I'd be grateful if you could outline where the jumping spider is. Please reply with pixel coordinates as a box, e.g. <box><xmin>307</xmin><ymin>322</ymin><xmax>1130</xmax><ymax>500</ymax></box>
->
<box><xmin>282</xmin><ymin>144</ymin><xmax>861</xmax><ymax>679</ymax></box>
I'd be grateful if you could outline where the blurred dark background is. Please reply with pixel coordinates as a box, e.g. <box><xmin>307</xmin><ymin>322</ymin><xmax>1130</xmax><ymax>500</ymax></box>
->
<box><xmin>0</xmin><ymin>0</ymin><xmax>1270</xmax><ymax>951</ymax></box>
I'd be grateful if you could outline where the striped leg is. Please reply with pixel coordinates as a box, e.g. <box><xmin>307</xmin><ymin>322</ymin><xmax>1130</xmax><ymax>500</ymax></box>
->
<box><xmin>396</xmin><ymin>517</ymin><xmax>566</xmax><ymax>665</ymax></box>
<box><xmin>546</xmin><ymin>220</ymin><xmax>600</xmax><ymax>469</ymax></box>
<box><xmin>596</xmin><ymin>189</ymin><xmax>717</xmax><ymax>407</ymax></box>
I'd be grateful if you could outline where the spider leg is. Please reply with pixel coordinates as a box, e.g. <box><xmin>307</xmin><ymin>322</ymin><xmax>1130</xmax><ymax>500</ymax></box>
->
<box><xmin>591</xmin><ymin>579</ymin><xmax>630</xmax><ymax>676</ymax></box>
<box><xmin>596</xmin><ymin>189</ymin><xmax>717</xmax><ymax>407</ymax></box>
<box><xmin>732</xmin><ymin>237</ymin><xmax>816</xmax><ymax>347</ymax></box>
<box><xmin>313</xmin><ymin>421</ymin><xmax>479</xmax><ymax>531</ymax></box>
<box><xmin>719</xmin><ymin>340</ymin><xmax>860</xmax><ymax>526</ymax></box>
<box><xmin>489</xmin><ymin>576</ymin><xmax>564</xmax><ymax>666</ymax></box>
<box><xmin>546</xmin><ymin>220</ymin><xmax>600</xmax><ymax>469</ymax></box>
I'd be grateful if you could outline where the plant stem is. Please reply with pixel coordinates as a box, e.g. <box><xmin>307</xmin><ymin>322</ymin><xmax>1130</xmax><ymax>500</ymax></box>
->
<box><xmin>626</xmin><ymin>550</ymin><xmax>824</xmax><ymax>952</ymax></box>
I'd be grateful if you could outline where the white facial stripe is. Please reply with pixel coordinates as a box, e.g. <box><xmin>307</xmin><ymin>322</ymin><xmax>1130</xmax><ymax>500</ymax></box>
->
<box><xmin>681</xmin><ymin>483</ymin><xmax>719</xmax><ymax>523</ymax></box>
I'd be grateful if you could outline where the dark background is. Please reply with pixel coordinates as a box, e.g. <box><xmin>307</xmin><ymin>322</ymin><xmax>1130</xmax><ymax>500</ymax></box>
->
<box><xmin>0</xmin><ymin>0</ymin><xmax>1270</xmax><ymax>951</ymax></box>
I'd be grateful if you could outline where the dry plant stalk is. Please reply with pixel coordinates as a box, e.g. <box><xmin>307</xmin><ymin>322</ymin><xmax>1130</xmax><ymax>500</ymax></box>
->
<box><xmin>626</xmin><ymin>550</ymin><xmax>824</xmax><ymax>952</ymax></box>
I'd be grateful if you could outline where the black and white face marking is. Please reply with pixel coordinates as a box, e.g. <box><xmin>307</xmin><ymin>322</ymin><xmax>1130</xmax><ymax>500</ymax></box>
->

* [What is needed]
Reproduce the entries above exactly.

* [Task response]
I'd be grateful if you could outline where the jumping spider is. Please reply with pixel coordinates as a box, e.g. <box><xmin>307</xmin><ymin>322</ymin><xmax>1130</xmax><ymax>500</ymax></box>
->
<box><xmin>282</xmin><ymin>144</ymin><xmax>861</xmax><ymax>679</ymax></box>
I'd be grateful if you could outline where the blurred dark background is. Please reply with pixel coordinates as a box, e.g. <box><xmin>307</xmin><ymin>322</ymin><xmax>1130</xmax><ymax>500</ymax></box>
->
<box><xmin>0</xmin><ymin>0</ymin><xmax>1270</xmax><ymax>951</ymax></box>
I'd be grateful if you could outline where the striped leg is. Please reply with pixel coordinates as a box, e.g. <box><xmin>307</xmin><ymin>322</ymin><xmax>1130</xmax><ymax>500</ymax></box>
->
<box><xmin>396</xmin><ymin>517</ymin><xmax>566</xmax><ymax>665</ymax></box>
<box><xmin>546</xmin><ymin>220</ymin><xmax>600</xmax><ymax>469</ymax></box>
<box><xmin>596</xmin><ymin>189</ymin><xmax>717</xmax><ymax>407</ymax></box>
I'd be grateful if you could outline where the spider leg is. Please reply with pixel coordinates as a box, e.g. <box><xmin>307</xmin><ymin>322</ymin><xmax>1130</xmax><ymax>500</ymax></box>
->
<box><xmin>591</xmin><ymin>579</ymin><xmax>630</xmax><ymax>676</ymax></box>
<box><xmin>596</xmin><ymin>189</ymin><xmax>717</xmax><ymax>407</ymax></box>
<box><xmin>732</xmin><ymin>237</ymin><xmax>816</xmax><ymax>347</ymax></box>
<box><xmin>313</xmin><ymin>421</ymin><xmax>479</xmax><ymax>531</ymax></box>
<box><xmin>719</xmin><ymin>340</ymin><xmax>860</xmax><ymax>526</ymax></box>
<box><xmin>489</xmin><ymin>576</ymin><xmax>564</xmax><ymax>666</ymax></box>
<box><xmin>546</xmin><ymin>220</ymin><xmax>600</xmax><ymax>469</ymax></box>
I'd be grateful if you could outline where the plant stem is. Please reply with pixel coordinates as a box, e.g. <box><xmin>307</xmin><ymin>322</ymin><xmax>1130</xmax><ymax>500</ymax></box>
->
<box><xmin>626</xmin><ymin>550</ymin><xmax>824</xmax><ymax>952</ymax></box>
I'd be grateful if you could outline where the white facial stripe is. Please reply with pixel coordinates as a box, e.g. <box><xmin>307</xmin><ymin>322</ymin><xmax>1130</xmax><ymax>500</ymax></box>
->
<box><xmin>681</xmin><ymin>483</ymin><xmax>719</xmax><ymax>523</ymax></box>
I'd be grateful if you could outline where the dark background is. Please reply with pixel coordinates as a box, e.g. <box><xmin>307</xmin><ymin>322</ymin><xmax>1130</xmax><ymax>500</ymax></box>
->
<box><xmin>0</xmin><ymin>0</ymin><xmax>1270</xmax><ymax>951</ymax></box>
I'd be grateful if you could outline where the dry plant stalk is. Please reply with pixel coordinates as a box, e.g. <box><xmin>307</xmin><ymin>322</ymin><xmax>1130</xmax><ymax>500</ymax></box>
->
<box><xmin>626</xmin><ymin>550</ymin><xmax>824</xmax><ymax>952</ymax></box>
I'd be grateful if you could outline where the black and white face marking is. Please reply with pixel coordinates as a box, e.g. <box><xmin>307</xmin><ymin>322</ymin><xmax>1130</xmax><ymax>500</ymax></box>
->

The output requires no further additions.